## YOUR INSTRUCTIONS
Extract every line of the records below that contains the string "white", matching case exactly.

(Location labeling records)

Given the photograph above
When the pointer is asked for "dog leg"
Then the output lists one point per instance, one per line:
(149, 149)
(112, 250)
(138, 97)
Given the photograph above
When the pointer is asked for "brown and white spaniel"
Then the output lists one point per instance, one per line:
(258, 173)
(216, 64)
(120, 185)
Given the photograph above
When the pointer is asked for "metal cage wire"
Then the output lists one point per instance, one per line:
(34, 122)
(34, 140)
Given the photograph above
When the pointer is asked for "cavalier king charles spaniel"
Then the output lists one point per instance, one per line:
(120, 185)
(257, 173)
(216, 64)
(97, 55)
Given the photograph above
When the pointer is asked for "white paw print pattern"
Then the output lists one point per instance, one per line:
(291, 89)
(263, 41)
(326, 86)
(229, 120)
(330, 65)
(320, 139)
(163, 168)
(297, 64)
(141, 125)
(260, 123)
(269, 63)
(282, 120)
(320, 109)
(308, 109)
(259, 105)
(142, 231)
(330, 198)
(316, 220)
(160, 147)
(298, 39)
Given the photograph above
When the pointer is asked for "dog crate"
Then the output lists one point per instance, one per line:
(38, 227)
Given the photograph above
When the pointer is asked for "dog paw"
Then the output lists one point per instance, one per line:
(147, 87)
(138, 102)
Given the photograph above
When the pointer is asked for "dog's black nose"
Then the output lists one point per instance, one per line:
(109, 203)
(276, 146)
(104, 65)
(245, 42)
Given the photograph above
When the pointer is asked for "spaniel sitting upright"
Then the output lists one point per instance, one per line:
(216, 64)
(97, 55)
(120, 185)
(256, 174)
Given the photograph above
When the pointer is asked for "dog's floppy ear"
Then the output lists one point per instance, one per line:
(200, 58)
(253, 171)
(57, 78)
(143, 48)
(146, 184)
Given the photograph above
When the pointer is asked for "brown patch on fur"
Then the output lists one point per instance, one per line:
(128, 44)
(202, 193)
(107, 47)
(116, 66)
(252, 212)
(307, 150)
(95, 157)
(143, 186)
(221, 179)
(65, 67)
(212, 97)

==

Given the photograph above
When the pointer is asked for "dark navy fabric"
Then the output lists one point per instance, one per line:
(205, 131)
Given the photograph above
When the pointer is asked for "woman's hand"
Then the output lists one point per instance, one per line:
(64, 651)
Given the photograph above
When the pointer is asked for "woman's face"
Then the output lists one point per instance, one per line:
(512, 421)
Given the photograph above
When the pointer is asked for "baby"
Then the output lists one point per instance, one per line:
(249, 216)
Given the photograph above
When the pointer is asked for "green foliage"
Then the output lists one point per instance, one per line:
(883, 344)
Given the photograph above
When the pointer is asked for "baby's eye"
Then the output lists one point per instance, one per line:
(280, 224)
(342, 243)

## WRITTEN ANSWER
When the pointer is asked for "brown and white spaniel"
When the pointer is asked for "white paw print pattern"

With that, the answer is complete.